## GIVEN REQUEST
Translate into Spanish the following sentence from the interview with the illustrator below: "I decided to experiment and committed to spending an hour a day drawing in a simplified line work style."

## DOCUMENT SECTION

The illustrator and artist charts how changing where he works and who he works for has kept things fresh.
Karan Singh is an Australian artist and illustrator based in Amsterdam. While he studied interaction design, the self-taught artist has focused on visual arts and illustration for the past twelve years, drawing inspiration from graphic design sensibilities and op-art. His bold and vibrant work is a playful interpretation of minimalism, particularly focusing on depth and dimension through pattern and repetition.
His professional career has seen him based in a number of cities including Tokyo, New York, Malmö, Sydney, Melbourne and now Amsterdam - working freelance and in-house at studios such as Vault 49. Select clients he has worked with include Instagram, IBM, Apple, AirBNBNB, Nike and the band OK Go.
We sat down with the designer at the Us By Night conference in Antwerp earlier this month to unpack his creative process, passion for personal projects and the importance of keeping things fresh.
Lisa Hassell: At this point in your career you’ve reached a certain level of success – would you say sustaining a career as an illustrator is still a financially viable career choice? How important is it as a digital illustrator to be flexible and pivot your skills to attract clients?
Karan Singh: "I think because it’s such a subjective profession that toes the line between art and design, it really comes down to the individual. Creating work for commercial purposes versus self-initiated projects is a personal decision on where you’d like to align in the industry.
"I feel like I’ve been very fortunate. I was very lucky with my first jobs where I gained commercial experience in Melbourne and New York, which has really helped me understand the way the industry works from an artistic perspective. I have learnt there’s a lot of responsibility in creatively directing a campaign.
"Only after these experiences have I gone the other way and I’m exploring what art is like to pursue. Whereas many illustrators I meet come from a fine art route, and see commercial illustration as another way of monetising their work.
"I think being financially viable is a worry that will always run in the back of your head and it took me a really long time to muster up the courage to go freelance. It’s terrifying to take that initial leap, it even took a couple of years before I rented a studio. I just couldn’t justify the expense.
"I think it is an incremental evolution; it’s a mental barrier that you need to overcome and say to yourself ‘screw it, I’m going to do this,’ and more often than not there is always something valuable to learn, even if you fail.
LH: In your talk you spoke about a personal project called Daily Quickies that you started just to do something for yourself that had no client brief. Can you tell us about this, and how it developed your design thinking and helped simplify your style?
KS: "The Daily Quickies project came about at a time when it felt important to do something for myself. I had been struggling with procrastination and felt like the style I was working in was taking too long. I decided to experiment and committed to spending an hour a day drawing in a simplified line work style. By working within these restrictions and setting a time limit, I became a lot more focused than just making work for the sake of it.
"Some days the work was really successful, other days it was stressful. Some days I couldn’t think of anything to draw so I’d just draw a car. But it didn’t matter, it was more to do with the process, to do something for myself and keep up the momentum. It also came at a time when I was really unwell and so it taught me some valuable lessons.

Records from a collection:
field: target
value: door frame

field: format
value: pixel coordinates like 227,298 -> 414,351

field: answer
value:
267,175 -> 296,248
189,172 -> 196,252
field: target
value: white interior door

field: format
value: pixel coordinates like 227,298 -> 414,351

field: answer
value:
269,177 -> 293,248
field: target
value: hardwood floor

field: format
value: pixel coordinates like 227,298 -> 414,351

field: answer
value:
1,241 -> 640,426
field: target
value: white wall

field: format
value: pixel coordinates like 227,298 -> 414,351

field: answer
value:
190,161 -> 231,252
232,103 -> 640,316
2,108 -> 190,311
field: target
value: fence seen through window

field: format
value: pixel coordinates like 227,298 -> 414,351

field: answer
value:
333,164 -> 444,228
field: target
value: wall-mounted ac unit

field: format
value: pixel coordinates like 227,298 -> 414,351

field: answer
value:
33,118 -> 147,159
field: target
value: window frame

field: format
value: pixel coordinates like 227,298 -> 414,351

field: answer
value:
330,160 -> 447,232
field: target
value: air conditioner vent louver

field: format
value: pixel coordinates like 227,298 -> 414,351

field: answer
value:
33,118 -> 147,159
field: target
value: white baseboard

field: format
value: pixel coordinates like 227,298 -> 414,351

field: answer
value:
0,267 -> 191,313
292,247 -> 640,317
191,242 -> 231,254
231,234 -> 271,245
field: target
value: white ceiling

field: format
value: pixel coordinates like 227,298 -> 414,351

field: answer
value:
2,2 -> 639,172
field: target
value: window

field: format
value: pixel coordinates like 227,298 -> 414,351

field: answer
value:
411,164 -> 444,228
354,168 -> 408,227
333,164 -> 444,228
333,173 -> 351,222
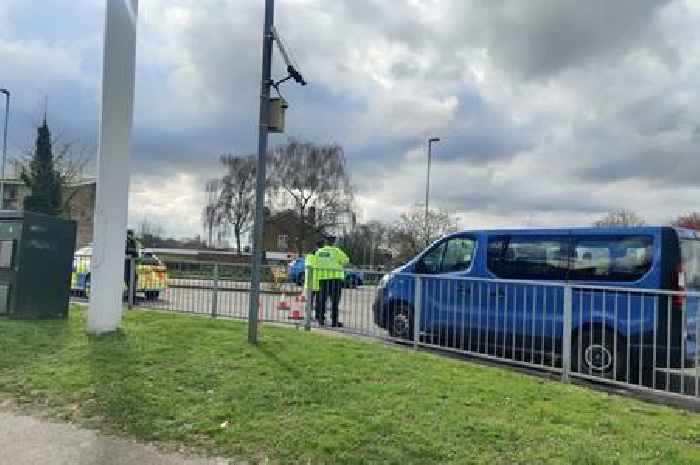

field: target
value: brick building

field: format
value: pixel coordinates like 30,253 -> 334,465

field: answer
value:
4,178 -> 97,247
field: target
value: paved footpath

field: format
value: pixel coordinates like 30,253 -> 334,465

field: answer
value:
0,410 -> 232,465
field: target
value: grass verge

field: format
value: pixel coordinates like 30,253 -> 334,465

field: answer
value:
0,308 -> 700,464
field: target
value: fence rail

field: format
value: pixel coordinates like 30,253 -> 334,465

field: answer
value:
72,257 -> 700,400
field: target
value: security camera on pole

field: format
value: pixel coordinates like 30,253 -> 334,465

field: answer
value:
248,0 -> 306,344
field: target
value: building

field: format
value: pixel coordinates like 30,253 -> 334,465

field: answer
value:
4,178 -> 97,247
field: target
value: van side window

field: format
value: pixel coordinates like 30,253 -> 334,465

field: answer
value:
569,235 -> 654,281
487,236 -> 569,280
440,237 -> 476,273
419,242 -> 445,274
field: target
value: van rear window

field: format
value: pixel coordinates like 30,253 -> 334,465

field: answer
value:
487,236 -> 569,280
569,235 -> 654,282
487,235 -> 656,280
681,239 -> 700,291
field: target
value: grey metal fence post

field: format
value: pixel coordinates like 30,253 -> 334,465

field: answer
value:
126,257 -> 136,310
413,276 -> 423,349
304,267 -> 314,331
211,263 -> 219,318
561,286 -> 573,381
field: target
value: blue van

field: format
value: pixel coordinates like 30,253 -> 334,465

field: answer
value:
373,227 -> 700,378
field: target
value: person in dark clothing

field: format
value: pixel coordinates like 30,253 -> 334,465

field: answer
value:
124,229 -> 139,296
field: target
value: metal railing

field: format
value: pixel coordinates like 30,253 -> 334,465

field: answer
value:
72,257 -> 700,399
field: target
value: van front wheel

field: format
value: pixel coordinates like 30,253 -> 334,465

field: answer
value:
387,304 -> 413,341
571,327 -> 627,380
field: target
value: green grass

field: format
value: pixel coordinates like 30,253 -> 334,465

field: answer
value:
0,309 -> 700,464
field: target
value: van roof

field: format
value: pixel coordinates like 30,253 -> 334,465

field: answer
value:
448,226 -> 700,239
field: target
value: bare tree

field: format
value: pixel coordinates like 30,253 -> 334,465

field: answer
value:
270,139 -> 352,254
593,208 -> 645,228
672,212 -> 700,231
219,154 -> 256,254
391,205 -> 457,261
339,221 -> 390,268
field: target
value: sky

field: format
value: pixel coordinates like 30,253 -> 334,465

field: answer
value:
0,0 -> 700,236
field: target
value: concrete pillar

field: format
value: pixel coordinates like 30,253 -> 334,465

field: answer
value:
87,0 -> 138,333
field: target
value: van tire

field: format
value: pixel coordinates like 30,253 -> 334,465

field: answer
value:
386,303 -> 413,341
571,326 -> 627,380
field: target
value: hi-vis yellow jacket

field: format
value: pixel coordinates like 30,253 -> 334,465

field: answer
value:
304,253 -> 321,292
314,245 -> 350,281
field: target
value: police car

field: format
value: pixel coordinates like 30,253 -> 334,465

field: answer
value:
70,246 -> 168,300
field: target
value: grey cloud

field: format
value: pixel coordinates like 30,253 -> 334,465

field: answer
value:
457,0 -> 674,79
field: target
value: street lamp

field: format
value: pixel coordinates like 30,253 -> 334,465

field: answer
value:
425,137 -> 440,242
0,89 -> 10,210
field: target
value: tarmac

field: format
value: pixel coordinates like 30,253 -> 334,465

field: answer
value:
0,410 -> 227,465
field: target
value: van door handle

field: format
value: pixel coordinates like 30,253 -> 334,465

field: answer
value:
491,289 -> 506,297
457,283 -> 472,294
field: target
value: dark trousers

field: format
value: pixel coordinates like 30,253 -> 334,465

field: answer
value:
315,279 -> 343,325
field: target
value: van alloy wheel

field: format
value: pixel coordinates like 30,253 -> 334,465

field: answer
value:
389,305 -> 413,340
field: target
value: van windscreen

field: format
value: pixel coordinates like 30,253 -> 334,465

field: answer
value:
681,239 -> 700,291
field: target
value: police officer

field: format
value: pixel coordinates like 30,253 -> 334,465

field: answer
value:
304,253 -> 321,321
314,236 -> 350,327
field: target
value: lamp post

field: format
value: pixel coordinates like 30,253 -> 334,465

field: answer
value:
0,89 -> 10,210
425,137 -> 440,242
248,0 -> 275,344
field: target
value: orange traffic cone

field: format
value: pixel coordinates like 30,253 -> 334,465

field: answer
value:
289,294 -> 306,320
277,292 -> 290,310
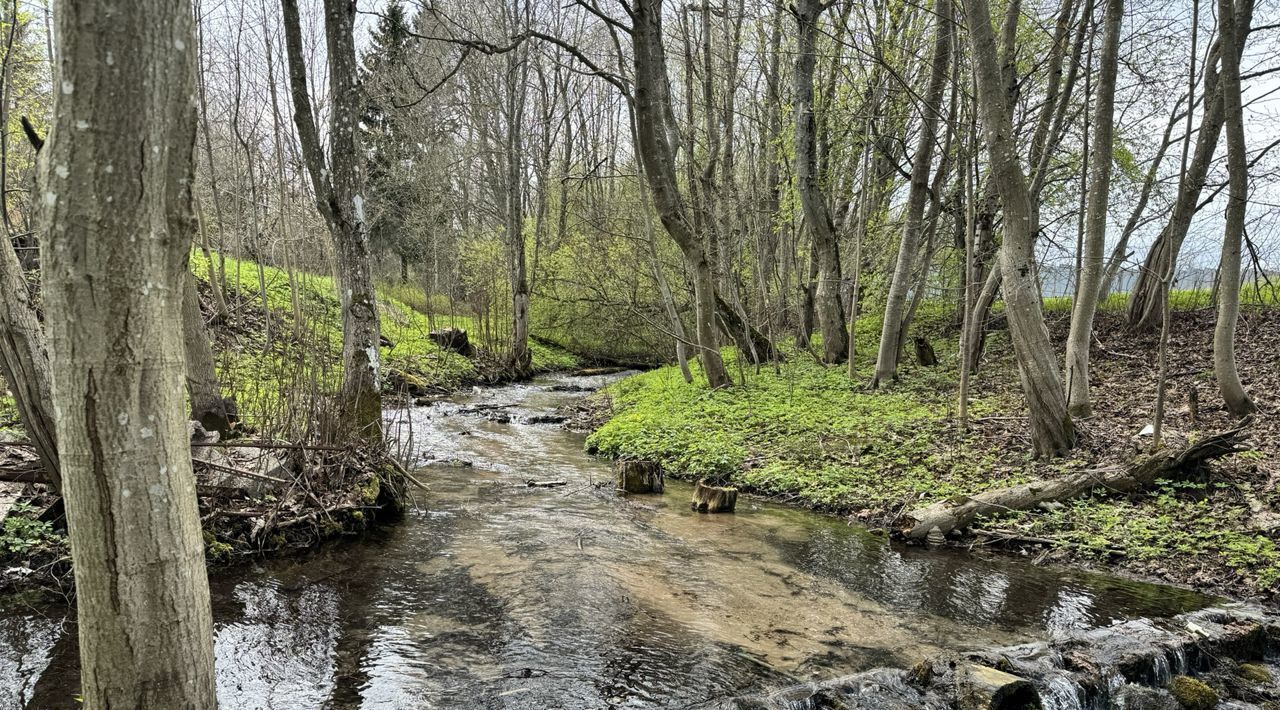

## ANSWER TO THE PROBLEM
Decidí experimentar y me comprometí a dedicar una hora al día a dibujar con un estilo de trazo lineal simplificado.